## [Text passage]
They include Quamrul Ashraf, economics; Amy Holzapfel, theater; Sara LaLumia, economics; James Manigault-Bryant, Africana studies; Ngonidzashe Munemo, political science; Jason Josephson Storm, religion; and Amanda Wilcox, classics.

In addition, eight faculty have received new named chair positions: Elizabeth McGowan is the Robert Sterling Clark Professor of Art; Jon Bakija is the W. Van Alan Clark '41 Third Century Professor in the Social Sciences; David (Dukes) Love is the Class of 1969 Professor of Economics; Joy James is the Ebenezer Fitch Professor of Humanities; George (Sam) Crane is the Edward S. Greenbaum 1910 Professor of Political Science; Helga Duxes is the Paul H. Hunn ’55 Professor of Social Studies; Laylah Ali is the Francis Christopher Oakley Third Century Professor of Art; and Soledad Fox is the V-Nee Yeh '81 Professor of Spanish and Comparative Literature.

Quamrul Ashraf

Ashraf's areas of interest include economic growth and development, political economy, macroeconomics, economic demography, and agent-based computational economics. His work has been published in numerous academic journals, including the Journal of Economic Literature, Macroeconomic Dynamics, the Review of Economics and Statistics and the American Economic Review. A National Science Foundation award recipient, he has also won multiple research grants. He is a member of the college's Committee on Diversity and Community and currently serves as associate editor of the Journal of Economic Growth and Journal of Population Economics. He received his B.A. from Trinity College and his Ph.D. from Brown University.

Amy Holzapfel

Holzapfel is the author of "Art, Vision & Nineteenth-Century Realist Drama: Acts of Seeing" (Routledge, 2014), which explores how modern theories of vision in art and science impacted the rise of realism in theater. She has published articles in Contemporary Theatre Review, PAJ: A Journal of Performance and Art, The Journal of Dramatic Theory & Criticism, Modern Drama, and Theater, as well as chapters in various anthologies. Her current monograph-in-progress, The Commons of Tragedy: Democracy, Social Capital, and the Resurgence of the Chorus in Twenty-First Century Performance, traces the revitalization of the collective body of the tragic chorus as both a safeguard of democracy and resource for social capital. She has previously served as chair of the Theater Department, and she received her M.F.A. and D.F.A. in dramaturgy and dramatic criticism from the Yale School of Drama.

## [Excerpted data]
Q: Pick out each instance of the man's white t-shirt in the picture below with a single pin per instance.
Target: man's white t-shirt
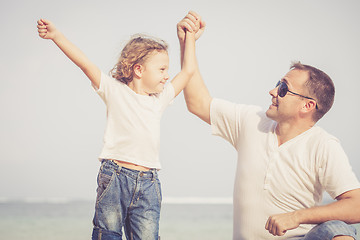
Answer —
(272, 179)
(132, 131)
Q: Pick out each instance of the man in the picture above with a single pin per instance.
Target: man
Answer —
(285, 162)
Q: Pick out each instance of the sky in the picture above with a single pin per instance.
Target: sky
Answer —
(52, 121)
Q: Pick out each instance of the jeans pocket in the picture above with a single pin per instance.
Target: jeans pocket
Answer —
(158, 191)
(104, 181)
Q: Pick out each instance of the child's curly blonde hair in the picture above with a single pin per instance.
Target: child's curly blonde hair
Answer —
(136, 51)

## [The request]
Quote the faculty announcement word for word, starting at "They include Quamrul" and ending at "and Comparative Literature.".

## [Task answer]
They include Quamrul Ashraf, economics; Amy Holzapfel, theater; Sara LaLumia, economics; James Manigault-Bryant, Africana studies; Ngonidzashe Munemo, political science; Jason Josephson Storm, religion; and Amanda Wilcox, classics.

In addition, eight faculty have received new named chair positions: Elizabeth McGowan is the Robert Sterling Clark Professor of Art; Jon Bakija is the W. Van Alan Clark '41 Third Century Professor in the Social Sciences; David (Dukes) Love is the Class of 1969 Professor of Economics; Joy James is the Ebenezer Fitch Professor of Humanities; George (Sam) Crane is the Edward S. Greenbaum 1910 Professor of Political Science; Helga Duxes is the Paul H. Hunn ’55 Professor of Social Studies; Laylah Ali is the Francis Christopher Oakley Third Century Professor of Art; and Soledad Fox is the V-Nee Yeh '81 Professor of Spanish and Comparative Literature.